Start Text provided

Fate had more indignities in store for Lievens. Huygens, who criticized Rembrandt for the same thing, had written that his only objection to Lievens was “his stubbornness, which derives from an excess of self-confidence. He either roundly rejects all criticism or, if he acknowledges its validity, takes it in bad spirit.” An English ambassador said that Lievens “thinks there is none to be compared with him in all Germany, Holland, nor the rest of the seventeen provinces.”
A celebrity in Leiden by the age of twelve; his works commissioned or purchased by the Princes of Orange and the King of England; invited to contribute “to all the major decorative schemes commissioned from Dutch artists of the day” and to portray such international figures as Rembrandt, Descartes, Huygens, Vondel, Adriaen Brouwer, and the Prince of Wales—Jan Lievens was hardly pathetic. To be sure, few are lucky enough to live out their lives without eliciting at least a handful of unflattering remarks.
But Lievens’s undeniable failure to become the greatest painter of his century, combined with those hints of vain behavior, has been enough to suggest a pathology.

End Text provided
Start Excerpted records

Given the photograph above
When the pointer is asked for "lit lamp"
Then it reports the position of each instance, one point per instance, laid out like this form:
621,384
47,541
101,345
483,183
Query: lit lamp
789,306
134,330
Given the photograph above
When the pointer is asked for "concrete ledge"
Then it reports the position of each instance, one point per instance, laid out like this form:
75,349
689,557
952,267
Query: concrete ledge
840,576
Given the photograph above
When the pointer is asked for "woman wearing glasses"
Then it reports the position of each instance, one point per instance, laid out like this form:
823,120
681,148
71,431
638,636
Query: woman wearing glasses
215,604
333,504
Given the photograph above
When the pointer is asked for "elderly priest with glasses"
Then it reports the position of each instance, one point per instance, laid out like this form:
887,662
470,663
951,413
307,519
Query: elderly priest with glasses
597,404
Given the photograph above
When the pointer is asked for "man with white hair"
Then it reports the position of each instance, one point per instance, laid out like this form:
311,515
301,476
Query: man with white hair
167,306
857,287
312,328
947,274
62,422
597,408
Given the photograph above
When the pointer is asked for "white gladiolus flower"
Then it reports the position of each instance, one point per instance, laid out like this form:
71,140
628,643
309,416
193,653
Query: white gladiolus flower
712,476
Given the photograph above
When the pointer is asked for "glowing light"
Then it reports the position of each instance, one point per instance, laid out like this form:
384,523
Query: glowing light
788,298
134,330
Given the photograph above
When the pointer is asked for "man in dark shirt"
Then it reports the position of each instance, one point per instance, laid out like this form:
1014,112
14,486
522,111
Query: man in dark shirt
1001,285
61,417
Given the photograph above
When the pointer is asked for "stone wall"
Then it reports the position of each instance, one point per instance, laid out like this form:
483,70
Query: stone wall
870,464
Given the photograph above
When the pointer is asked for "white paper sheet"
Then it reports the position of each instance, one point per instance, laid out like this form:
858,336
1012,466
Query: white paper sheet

End Excerpted records

__Short exercise 1__
Return the passage on Jan Lievens starting with "A celebrity in" and going on through "of unflattering remarks.".
__Short exercise 2__
Summarize the passage on Jan Lievens in two sentences.
__Short exercise 3__
Write what comes next in the passage on Jan Lievens, picking up after its final sentence.
The listing plays no part here.

__Written answer 1__
A celebrity in Leiden by the age of twelve; his works commissioned or purchased by the Princes of Orange and the King of England; invited to contribute “to all the major decorative schemes commissioned from Dutch artists of the day” and to portray such international figures as Rembrandt, Descartes, Huygens, Vondel, Adriaen Brouwer, and the Prince of Wales—Jan Lievens was hardly pathetic. To be sure, few are lucky enough to live out their lives without eliciting at least a handful of unflattering remarks.

__Written answer 2__
Huygens faulted Lievens for a stubbornness born of excess self-confidence, and an English ambassador said Lievens thought no painter could compare with him, yet Lievens was hardly pathetic. He was a celebrity in Leiden by twelve, worked for the Princes of Orange and the King of England, and portrayed figures such as Rembrandt and Descartes, but his failure to become his century's greatest painter, together with hints of vanity, has been enough to suggest a pathology.

__Written answer 3__
“Maybe he had a personality disorder,” The New York Times recently mused.3
2.
Unlike Rembrandt, who never left his native country, Lievens was drawn to travel. When he was about twenty-four, in 1632, he left Leiden for London, where he stayed three years and where, a neighbor records, “his fine works gained him immediate acclaim,” including rich rewards from King Charles. Thereafter, he spent nine years in Antwerp before returning to Holland, where he remained until his death—like Rembrandt’s, in poverty—in 1674.
In his account of “these celebrated young men, from whom I can scarcely tear myself away,” Constantijn Huygens wrote that their gravest fault was that “hitherto, neither has found it necessary to spend a few months traveling through Italy.” They explained this “touch of folly in figures otherwise so brilliant” by telling Huygens that they were “in the bloom of youth and wish to profit from it; they have no time to waste on foreign travel.”
Lievens never reached Italy, but the most advanced ideas in Italian art were already in the air, and a journey he might have made during his early teens, one that can only be conjectured, may account for some of the most striking Italianate characteristics of his, and Rembrandt’s, art. In the catalog accompanying the recent exhibitions in Washington, D.C., Milwaukee, and Amsterdam, Arthur Wheelock wonders whether, perhaps in 1620 or 1621, Lievens visited Utrecht. It was an obvious destination for a young painter: not Italy but the closest thing to it, and only a few hours from Leiden.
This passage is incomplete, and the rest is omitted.